WORK INSTRUCTION:
All lines from the one containing "Target: snow bank" through the end of the data below are to be transcribed exactly. Leave out the rest.

*** SUPPLIED INFORMATION Section Begins ***

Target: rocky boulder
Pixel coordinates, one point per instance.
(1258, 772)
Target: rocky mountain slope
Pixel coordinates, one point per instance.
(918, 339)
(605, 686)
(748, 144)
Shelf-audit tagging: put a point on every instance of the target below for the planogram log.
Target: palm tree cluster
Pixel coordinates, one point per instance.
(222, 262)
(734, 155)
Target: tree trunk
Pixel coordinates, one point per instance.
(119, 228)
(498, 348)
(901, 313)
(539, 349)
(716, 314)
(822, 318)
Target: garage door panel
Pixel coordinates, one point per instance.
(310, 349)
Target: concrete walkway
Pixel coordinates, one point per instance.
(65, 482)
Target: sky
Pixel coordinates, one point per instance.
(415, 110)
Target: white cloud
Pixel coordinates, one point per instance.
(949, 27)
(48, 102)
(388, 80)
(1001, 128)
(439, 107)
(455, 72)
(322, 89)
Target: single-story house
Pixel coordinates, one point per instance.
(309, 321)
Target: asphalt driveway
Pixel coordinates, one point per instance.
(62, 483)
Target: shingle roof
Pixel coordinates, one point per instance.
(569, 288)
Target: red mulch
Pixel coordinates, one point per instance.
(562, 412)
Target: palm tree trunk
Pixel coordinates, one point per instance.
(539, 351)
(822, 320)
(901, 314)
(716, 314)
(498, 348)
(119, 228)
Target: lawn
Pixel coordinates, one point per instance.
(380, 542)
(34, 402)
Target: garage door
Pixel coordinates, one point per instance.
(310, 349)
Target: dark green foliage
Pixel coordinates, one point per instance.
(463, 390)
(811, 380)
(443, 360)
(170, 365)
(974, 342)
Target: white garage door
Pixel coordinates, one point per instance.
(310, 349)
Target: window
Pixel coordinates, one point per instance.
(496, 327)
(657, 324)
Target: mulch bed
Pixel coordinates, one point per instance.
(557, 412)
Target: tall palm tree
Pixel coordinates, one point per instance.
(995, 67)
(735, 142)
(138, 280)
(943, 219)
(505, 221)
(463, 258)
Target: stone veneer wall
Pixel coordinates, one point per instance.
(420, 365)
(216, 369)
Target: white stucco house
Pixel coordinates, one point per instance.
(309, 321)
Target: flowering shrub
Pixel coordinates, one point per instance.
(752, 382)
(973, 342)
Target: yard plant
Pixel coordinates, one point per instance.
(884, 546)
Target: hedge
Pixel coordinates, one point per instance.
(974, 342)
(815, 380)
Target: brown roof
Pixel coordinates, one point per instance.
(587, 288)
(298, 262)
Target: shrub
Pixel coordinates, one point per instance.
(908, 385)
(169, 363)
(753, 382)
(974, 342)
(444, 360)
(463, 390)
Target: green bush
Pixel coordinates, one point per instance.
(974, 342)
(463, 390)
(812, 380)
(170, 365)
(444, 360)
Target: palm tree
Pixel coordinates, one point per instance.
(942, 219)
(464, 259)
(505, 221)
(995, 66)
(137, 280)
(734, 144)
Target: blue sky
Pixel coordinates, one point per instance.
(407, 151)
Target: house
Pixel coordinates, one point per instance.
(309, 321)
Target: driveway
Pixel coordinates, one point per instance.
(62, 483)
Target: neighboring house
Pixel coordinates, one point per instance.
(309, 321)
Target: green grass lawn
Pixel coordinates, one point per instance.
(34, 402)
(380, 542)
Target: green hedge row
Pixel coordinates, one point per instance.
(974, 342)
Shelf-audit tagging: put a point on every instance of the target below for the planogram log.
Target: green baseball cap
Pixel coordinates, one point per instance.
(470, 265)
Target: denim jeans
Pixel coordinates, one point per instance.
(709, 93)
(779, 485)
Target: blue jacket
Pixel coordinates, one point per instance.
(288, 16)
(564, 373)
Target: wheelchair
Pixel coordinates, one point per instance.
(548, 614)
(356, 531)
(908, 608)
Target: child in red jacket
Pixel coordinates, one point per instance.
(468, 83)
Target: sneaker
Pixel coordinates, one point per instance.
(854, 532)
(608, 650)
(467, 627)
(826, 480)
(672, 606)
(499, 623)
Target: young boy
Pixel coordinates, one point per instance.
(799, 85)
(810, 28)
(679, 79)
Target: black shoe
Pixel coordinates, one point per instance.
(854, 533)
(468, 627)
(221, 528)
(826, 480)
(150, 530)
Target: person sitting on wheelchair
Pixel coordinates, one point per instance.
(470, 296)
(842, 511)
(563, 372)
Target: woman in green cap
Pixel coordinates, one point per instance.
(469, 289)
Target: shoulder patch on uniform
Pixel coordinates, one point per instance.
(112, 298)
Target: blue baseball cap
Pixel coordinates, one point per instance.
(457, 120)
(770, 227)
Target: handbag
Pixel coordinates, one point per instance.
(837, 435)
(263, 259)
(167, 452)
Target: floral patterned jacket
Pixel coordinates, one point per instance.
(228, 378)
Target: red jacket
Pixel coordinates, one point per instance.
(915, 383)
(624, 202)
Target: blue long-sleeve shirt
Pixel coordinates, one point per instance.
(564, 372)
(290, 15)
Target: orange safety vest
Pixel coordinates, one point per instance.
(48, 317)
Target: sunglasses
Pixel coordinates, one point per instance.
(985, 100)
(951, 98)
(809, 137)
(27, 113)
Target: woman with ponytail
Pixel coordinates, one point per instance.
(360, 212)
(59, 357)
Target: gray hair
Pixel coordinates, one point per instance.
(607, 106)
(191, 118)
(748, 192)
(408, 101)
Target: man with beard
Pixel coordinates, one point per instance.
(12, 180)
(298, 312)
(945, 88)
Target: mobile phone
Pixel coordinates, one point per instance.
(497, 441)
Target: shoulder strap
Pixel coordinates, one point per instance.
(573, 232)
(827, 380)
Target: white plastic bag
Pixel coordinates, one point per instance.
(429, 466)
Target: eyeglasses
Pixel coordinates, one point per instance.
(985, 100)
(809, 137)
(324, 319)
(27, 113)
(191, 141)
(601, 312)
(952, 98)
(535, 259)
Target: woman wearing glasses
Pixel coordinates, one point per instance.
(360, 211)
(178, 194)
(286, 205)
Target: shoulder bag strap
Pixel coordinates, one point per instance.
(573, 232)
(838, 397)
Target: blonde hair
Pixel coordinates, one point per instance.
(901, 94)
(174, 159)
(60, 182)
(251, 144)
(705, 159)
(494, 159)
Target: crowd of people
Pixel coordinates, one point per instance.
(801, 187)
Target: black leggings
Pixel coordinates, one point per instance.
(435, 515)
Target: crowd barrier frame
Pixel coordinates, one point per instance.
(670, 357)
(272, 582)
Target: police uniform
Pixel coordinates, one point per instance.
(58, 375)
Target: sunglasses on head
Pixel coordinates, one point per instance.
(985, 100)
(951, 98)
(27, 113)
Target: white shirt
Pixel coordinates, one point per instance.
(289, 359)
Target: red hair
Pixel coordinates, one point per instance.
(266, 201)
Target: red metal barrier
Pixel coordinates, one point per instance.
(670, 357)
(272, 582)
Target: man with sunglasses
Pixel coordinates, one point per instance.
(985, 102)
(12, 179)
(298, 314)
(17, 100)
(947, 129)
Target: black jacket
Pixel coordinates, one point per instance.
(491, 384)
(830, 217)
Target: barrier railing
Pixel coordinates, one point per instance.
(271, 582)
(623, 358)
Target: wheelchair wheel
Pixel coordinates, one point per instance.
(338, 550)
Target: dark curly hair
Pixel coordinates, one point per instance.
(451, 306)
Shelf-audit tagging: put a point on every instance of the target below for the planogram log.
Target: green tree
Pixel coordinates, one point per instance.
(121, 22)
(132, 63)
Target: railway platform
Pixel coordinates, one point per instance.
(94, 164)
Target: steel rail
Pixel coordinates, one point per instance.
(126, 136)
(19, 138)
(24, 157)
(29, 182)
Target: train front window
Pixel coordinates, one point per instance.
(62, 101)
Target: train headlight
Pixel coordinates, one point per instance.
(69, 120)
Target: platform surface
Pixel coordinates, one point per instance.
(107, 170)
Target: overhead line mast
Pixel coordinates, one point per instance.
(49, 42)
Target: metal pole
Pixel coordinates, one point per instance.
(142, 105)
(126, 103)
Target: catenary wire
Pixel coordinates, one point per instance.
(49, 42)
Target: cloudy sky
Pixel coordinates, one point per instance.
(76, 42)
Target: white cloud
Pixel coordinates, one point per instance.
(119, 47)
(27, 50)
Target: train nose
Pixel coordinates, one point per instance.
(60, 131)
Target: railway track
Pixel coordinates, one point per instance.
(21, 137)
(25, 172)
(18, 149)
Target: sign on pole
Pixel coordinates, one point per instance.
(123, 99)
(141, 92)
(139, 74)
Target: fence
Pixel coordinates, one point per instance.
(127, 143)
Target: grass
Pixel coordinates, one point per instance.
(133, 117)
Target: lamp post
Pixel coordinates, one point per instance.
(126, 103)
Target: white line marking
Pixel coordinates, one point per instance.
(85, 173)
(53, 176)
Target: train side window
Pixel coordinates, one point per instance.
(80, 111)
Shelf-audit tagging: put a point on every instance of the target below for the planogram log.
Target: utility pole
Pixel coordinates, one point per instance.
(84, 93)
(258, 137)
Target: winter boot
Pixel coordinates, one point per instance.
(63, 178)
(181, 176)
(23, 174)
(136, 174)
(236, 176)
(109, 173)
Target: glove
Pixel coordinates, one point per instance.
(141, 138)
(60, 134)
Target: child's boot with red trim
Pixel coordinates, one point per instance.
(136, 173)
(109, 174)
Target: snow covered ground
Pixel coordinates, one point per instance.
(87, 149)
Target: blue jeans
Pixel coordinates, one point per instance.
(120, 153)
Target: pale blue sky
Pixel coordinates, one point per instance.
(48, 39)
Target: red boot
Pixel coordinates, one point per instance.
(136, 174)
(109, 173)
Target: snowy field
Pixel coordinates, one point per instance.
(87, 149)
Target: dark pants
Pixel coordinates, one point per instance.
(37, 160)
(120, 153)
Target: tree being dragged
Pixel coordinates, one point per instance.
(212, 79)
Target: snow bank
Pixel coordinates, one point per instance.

*** SUPPLIED INFORMATION Section Ends ***

FINISHED TASK:
Target: snow bank
Pixel coordinates, one point per instance.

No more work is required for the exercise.